*TEXT PROVIDED*.
# Sexing my bushy nose plecos



## YMS_1975 (Jan 6, 2013)

I've got 2 bushy nose plecos (for the sole purpose of helping to keep my 75 gallon tank clean), but I was just wondering how to sex them.

I Googled it, but I keep getting results for Bristlenose Plecos. From what I can tell, they're both the same thing (just different names?)

Anyways...am I correct in my understanding then, that the males have the little bristles (hence the name I suppose) protruding from their nose area?

At what age/size can you sex them? Or can you tell immediately? Both of mine do not have the bristles (keep in mind they're only like 1 inch in length (if that).


----------



## pyrrolin (Jan 11, 2012)

If it has really long and lots of bristles, then male, if none at all, female, if a little bit, who knows.

Now sure what age to be able to sex them

bushynose and bristlenose are the same to my knowledge, I always just say bn pleco.


----------



## bob123 (Dec 31, 2009)

Bristlenose is the most recognised name as far as a know, at around 2" you may start to see the bristles appearing on the upper portion of the males snout. Some females get very short bristles but mainly around the upper lip. There are other ways of sexing them but I have yet to be able to do this with any accuracy.


----------



## YMS_1975 (Jan 6, 2013)

*Some pictures*

I'll try to take some clear pictures of them, and I'll post them online.


----------



## YMS_1975 (Jan 6, 2013)

*Got those pics!!!*

So I was finally able to catch the both of them (from wherever it is in the tank they choose to hide) out in the open and snapped a couple of pics.

Like I said, they're about 1 1/2" right now (roughly). I think they're both females because I don't see any of those bristles, but let me know what you think.


----------



## pyrrolin (Jan 11, 2012)

still too young to tell


----------



## nighttigerz (Jun 23, 2012)

To young to tell.. You gotta wait until they are about 2" - 3" in order to tell the gender difference.


----------

*TASK OBJECTIVE*.
Answer these questions from the pleco thread:
1. How many gallons does the tank hold?
2. In the post by bob123, at about what size may bristles start to show on the males' snout?
3. In the post titled "Got those pics!!!", about how long are the two fish?
Rely only on the pleco thread when you answer.

*STORED DATA*.
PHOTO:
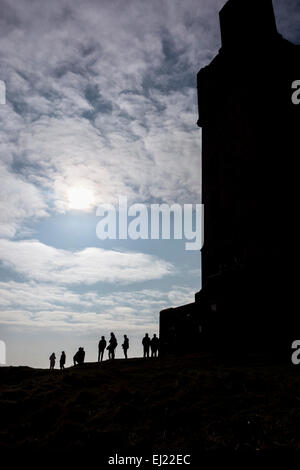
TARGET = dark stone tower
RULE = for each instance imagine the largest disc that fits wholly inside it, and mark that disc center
(250, 154)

*RIGHT ANSWER*.
1. 75 gallons
2. Around 2"
3. About 1 1/2" (roughly)